### What you need to do:
Switch every "provide" in the items below to "give", and leave everything else unchanged.

━━━━━ Records supplied ━━━━━

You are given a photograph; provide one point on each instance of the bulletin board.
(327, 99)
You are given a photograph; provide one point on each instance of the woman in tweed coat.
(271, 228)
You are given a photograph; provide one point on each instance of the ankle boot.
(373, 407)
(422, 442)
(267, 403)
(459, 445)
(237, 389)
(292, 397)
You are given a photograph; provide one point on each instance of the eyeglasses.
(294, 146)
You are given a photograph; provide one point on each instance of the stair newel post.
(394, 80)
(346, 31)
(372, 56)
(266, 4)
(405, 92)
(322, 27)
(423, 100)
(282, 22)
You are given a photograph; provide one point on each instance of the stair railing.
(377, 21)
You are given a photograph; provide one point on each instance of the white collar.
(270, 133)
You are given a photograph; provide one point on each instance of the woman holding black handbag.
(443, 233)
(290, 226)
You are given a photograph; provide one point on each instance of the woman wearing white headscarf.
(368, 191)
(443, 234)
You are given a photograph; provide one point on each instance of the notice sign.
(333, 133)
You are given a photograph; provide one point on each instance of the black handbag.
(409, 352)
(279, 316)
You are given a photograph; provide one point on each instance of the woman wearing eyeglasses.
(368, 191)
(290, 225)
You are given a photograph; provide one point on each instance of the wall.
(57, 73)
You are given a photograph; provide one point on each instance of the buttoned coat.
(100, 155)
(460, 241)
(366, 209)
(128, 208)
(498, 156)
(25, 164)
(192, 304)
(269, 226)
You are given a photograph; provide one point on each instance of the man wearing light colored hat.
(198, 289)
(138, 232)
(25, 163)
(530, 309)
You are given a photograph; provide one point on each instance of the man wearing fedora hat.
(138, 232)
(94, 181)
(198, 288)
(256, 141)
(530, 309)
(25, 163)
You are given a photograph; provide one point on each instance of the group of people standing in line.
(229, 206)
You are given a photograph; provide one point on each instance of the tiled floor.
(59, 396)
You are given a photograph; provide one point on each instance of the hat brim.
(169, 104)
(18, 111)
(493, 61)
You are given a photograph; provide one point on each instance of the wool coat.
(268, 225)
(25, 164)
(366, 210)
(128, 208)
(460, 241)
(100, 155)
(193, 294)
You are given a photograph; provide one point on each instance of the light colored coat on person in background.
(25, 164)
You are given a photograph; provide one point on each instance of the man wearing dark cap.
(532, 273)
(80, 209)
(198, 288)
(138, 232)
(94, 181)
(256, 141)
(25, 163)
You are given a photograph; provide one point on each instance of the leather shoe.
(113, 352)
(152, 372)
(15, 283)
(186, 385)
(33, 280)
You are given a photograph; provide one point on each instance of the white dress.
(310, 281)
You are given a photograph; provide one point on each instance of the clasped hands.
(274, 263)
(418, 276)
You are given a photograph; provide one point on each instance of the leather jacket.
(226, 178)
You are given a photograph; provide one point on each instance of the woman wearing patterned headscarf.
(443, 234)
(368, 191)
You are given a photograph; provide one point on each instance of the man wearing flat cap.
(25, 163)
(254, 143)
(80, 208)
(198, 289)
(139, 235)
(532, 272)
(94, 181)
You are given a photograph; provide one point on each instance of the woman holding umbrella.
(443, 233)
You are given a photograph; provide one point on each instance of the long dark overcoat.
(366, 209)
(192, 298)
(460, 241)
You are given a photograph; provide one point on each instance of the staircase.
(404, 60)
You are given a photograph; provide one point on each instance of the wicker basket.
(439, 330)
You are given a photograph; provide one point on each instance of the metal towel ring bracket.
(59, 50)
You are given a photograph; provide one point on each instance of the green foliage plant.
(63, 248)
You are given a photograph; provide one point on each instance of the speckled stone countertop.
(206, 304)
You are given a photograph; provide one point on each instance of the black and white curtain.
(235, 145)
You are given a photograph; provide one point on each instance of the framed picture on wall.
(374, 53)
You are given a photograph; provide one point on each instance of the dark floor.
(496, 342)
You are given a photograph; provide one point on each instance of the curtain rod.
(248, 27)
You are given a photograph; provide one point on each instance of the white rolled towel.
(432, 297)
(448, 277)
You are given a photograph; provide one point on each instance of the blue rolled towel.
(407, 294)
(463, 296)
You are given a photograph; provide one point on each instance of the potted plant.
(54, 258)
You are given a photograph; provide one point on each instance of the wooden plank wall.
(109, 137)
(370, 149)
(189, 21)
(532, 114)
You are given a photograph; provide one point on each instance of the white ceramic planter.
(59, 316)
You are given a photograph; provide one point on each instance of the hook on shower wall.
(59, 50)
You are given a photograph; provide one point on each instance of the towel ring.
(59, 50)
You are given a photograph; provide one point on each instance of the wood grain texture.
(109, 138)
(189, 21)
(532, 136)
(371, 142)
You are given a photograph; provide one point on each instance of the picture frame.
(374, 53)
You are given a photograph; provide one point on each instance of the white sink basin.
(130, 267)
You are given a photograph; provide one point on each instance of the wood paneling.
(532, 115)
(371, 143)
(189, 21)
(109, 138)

━━━━━

### Result of the exercise:
You are given a photograph; give one point on each instance of the bulletin board.
(327, 99)
You are given a photograph; give one point on each instance of the woman in tweed coat.
(271, 228)
You are given a photograph; give one point on each instance of the ankle boot.
(373, 407)
(422, 442)
(267, 403)
(459, 445)
(237, 389)
(292, 397)
You are given a photograph; give one point on each instance of the eyeglasses.
(294, 146)
You are given a photograph; give one point on each instance of the stair newel post.
(394, 80)
(346, 31)
(372, 56)
(266, 4)
(405, 92)
(322, 27)
(423, 100)
(282, 22)
You are given a photograph; give one point on each instance of the stair railing.
(377, 21)
You are given a photograph; give one point on each instance of the white collar.
(270, 133)
You are given a photograph; give one point on each instance of the woman holding black handbag.
(443, 233)
(290, 226)
You are given a photograph; give one point on each instance of the woman wearing white headscarf.
(368, 191)
(443, 234)
You are given a photograph; give one point on each instance of the notice sign.
(333, 133)
You are given a photograph; give one point on each instance of the black handbag.
(409, 352)
(279, 316)
You are given a photograph; give one point on each instance of the woman wearing eyeglasses.
(368, 191)
(290, 225)
You are given a photograph; give one point on each instance of the wall.
(57, 73)
You are given a photograph; give one point on each instance of the buttoned coat.
(100, 155)
(460, 241)
(366, 209)
(128, 208)
(498, 156)
(25, 164)
(192, 304)
(269, 226)
You are given a photograph; give one point on each instance of the man wearing light colored hat.
(198, 289)
(138, 232)
(25, 163)
(530, 309)
You are given a photograph; give one point on each instance of the man wearing fedora hat.
(138, 232)
(94, 181)
(198, 288)
(256, 141)
(530, 309)
(25, 163)
You are given a photograph; give one point on each instance of the group of people standing in line.
(229, 206)
You are given a photograph; give one point on each instance of the tiled floor.
(59, 396)
You are given a photograph; give one point on each instance of the hat brim.
(169, 104)
(18, 111)
(493, 61)
You are given a photograph; give one point on each instance of the wool coat.
(268, 225)
(25, 164)
(366, 210)
(128, 208)
(460, 241)
(100, 155)
(193, 294)
You are given a photograph; give one point on each instance of the light colored coat on person in background.
(25, 164)
You are given a photograph; give one point on each instance of the man wearing dark cap.
(532, 273)
(80, 209)
(198, 288)
(138, 232)
(94, 181)
(256, 141)
(25, 163)
You are given a photograph; give one point on each instance of the leather shoe.
(113, 352)
(152, 372)
(15, 283)
(186, 385)
(33, 280)
You are given a photograph; give one point on each instance of the white dress.
(310, 281)
You are given a photograph; give one point on each instance of the clasped hands.
(274, 263)
(418, 276)
You are given a photograph; give one point on each instance of the leather jacket.
(226, 178)
You are given a photograph; give one point on each instance of the woman wearing patterned headscarf.
(443, 234)
(368, 191)
You are given a photograph; give one point on each instance of the man wearing flat cap.
(25, 163)
(254, 143)
(80, 208)
(198, 289)
(139, 235)
(532, 272)
(94, 181)
You are given a photograph; give one point on each instance of the woman holding umbrella.
(443, 233)
You are given a photograph; give one point on each instance of the long dark overcoat.
(366, 209)
(192, 298)
(460, 241)
You are given a photograph; give one point on each instance of the staircase.
(404, 60)
You are given a photograph; give one point on each instance of the wicker basket.
(439, 330)
You are given a photograph; give one point on each instance of the metal towel ring bracket.
(59, 50)
You are given a photograph; give one point on each instance of the green foliage plant.
(63, 248)
You are given a photograph; give one point on each instance of the speckled stone countertop.
(206, 304)
You are given a photograph; give one point on each instance of the black and white curtain.
(235, 145)
You are given a photograph; give one point on each instance of the framed picture on wall.
(374, 53)
You are given a photograph; give one point on each instance of the dark floor.
(496, 342)
You are given a photograph; give one point on each instance of the curtain rod.
(248, 27)
You are given a photograph; give one point on each instance of the white rolled towel.
(432, 297)
(448, 277)
You are given a photograph; give one point on each instance of the blue rolled towel.
(407, 294)
(463, 296)
You are given a photograph; give one point on each instance of the potted plant.
(54, 258)
You are given a photograph; give one point on each instance of the wooden plank wall.
(109, 137)
(370, 149)
(189, 21)
(532, 114)
You are given a photograph; give one point on each instance of the white ceramic planter.
(59, 316)
You are given a photograph; give one point on each instance of the hook on shower wall.
(59, 50)
You are given a photograph; give one point on each instance of the towel ring.
(59, 50)
You are given a photograph; give one point on each instance of the wood grain texture.
(109, 138)
(189, 21)
(532, 136)
(371, 142)
You are given a photograph; give one point on each instance of the picture frame.
(374, 53)
You are given a photograph; give one point on each instance of the white sink basin.
(130, 267)
You are given a photograph; give one point on each instance of the wood paneling.
(532, 115)
(371, 143)
(189, 21)
(109, 138)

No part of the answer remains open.